▸ Text provided
>> START
Token generation was recently improved in 3.0, allowing Cassandra to place new tokens a little more intelligently (see CASSANDRA-7032). You can also manually configure tokens (see initial_token), although it can become tricky to keep things balanced when it comes time to expand the cluster unless you plan on doubling the number of nodes.
The total number of tokens in a cluster is the number of nodes in the cluster multiplied by the number of vnodes per node.
In regards to placement of replicas, the first copy of a partition is placed in the node that owns that partition's token. The additional n copies are placed sequentially on the next n nodes in the ring that are in the same data centre. There is no relationship between tokens and keyspaces.
When a new write comes into a coordinator node, the coordinator node determines which node owns the partition by hashing the partition key. Note that for better performance this can actually be done by the driver instead if you use TokenAwarePolicy. The coordinator sends the write to the node that owns the partition, and if the data needs to be replicated the coordinator node also writes the replicas to the next two nodes sequentially in the token-space.
For example, suppose that we have 3 nodes which each have one token: node1: 10, node2: 20 & node3: 30. If we write a record whose partition key hashes to 22, to a keyspace with RF3, then the first copy goes to node2, the second goes to node3 and the third goes to node1. Note that each replica is equally valid - there is nothing special about the "first" replica other than that it happens to be stored on the "first" replica node.
>> END
▸ Written problem A
Gather every line of the records that contains the string "woman", matching case exactly.
The text and the records have nothing to do with each other.

▸ Supplied data
>> START
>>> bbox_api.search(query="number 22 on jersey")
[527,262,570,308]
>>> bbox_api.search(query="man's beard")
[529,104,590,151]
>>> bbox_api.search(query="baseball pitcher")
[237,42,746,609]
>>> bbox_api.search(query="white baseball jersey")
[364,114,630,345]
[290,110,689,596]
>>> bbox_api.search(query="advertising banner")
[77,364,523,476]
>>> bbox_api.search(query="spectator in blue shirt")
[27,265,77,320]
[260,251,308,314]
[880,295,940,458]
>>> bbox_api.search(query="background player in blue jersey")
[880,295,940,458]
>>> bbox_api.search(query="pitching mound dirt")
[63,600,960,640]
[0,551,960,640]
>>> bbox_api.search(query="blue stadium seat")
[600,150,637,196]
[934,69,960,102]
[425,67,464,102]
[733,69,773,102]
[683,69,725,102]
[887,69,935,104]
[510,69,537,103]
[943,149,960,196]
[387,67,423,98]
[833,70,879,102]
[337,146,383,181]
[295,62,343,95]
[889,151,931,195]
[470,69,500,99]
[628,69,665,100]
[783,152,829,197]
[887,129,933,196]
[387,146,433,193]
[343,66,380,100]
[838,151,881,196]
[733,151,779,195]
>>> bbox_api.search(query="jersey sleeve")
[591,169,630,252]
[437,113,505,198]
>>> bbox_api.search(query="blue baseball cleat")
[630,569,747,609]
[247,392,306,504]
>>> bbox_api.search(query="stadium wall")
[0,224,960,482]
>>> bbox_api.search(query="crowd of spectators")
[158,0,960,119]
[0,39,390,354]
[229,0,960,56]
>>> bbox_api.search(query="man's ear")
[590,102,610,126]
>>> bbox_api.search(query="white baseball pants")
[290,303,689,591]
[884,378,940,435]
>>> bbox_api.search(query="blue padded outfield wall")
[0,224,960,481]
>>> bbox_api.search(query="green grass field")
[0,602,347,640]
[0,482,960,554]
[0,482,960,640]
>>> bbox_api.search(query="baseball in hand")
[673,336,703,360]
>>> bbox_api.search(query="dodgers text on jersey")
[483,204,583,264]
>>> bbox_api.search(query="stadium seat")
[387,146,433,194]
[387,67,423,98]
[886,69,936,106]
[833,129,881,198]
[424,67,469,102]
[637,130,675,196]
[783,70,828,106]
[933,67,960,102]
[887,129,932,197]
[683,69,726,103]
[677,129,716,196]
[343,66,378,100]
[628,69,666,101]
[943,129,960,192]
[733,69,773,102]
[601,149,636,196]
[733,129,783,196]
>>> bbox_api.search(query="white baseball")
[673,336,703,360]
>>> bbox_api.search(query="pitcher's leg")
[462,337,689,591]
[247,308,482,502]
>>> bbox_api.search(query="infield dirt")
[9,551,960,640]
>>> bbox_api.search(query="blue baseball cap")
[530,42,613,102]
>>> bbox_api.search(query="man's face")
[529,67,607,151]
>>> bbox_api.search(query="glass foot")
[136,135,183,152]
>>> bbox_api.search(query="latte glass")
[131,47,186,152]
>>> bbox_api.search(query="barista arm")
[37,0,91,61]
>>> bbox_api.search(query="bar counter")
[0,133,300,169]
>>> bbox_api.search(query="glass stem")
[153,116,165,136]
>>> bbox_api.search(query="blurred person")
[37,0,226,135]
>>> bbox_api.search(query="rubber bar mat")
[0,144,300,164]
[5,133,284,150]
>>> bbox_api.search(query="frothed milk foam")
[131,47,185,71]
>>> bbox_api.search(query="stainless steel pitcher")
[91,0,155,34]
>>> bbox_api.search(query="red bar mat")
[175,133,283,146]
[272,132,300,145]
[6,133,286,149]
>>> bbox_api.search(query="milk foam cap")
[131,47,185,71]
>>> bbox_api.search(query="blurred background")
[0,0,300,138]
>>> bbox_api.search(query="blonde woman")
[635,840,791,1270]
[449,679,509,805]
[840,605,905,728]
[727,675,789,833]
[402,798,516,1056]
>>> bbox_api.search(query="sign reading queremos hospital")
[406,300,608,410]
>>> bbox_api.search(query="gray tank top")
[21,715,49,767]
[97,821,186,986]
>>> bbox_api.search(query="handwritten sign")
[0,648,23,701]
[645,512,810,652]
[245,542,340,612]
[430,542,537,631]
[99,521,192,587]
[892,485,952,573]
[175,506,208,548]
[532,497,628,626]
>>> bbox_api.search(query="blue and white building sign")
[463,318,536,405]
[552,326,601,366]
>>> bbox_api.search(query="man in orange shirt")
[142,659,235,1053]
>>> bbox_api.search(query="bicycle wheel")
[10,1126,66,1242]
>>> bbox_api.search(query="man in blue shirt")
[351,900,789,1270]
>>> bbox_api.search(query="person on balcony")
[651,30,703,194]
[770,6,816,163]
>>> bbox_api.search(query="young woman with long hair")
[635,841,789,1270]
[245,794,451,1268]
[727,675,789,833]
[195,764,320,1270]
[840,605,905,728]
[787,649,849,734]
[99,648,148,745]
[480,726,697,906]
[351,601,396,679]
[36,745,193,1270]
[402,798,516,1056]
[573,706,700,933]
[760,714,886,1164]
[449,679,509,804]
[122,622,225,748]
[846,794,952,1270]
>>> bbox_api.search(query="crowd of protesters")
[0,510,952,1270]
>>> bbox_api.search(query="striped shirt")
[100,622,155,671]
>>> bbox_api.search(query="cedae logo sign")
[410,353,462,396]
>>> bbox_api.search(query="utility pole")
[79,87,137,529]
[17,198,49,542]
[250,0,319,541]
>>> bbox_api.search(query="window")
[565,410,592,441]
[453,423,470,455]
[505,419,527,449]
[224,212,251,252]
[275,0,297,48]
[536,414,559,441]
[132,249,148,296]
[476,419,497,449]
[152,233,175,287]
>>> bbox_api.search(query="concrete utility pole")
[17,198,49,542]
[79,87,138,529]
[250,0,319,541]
>> END
▸ Written problem B
Output the passage of the text on Cassandra tokens that begins at the words "In regards to" and ends after the words "in the token-space.", reproducing it word for word.

▸ Worked answer A
>>> bbox_api.search(query="blonde woman")
>>> bbox_api.search(query="young woman with long hair")

▸ Worked answer B
In regards to placement of replicas, the first copy of a partition is placed in the node that owns that partition's token. The additional n copies are placed sequentially on the next n nodes in the ring that are in the same data centre. There is no relationship between tokens and keyspaces.
When a new write comes into a coordinator node, the coordinator node determines which node owns the partition by hashing the partition key. Note that for better performance this can actually be done by the driver instead if you use TokenAwarePolicy. The coordinator sends the write to the node that owns the partition, and if the data needs to be replicated the coordinator node also writes the replicas to the next two nodes sequentially in the token-space.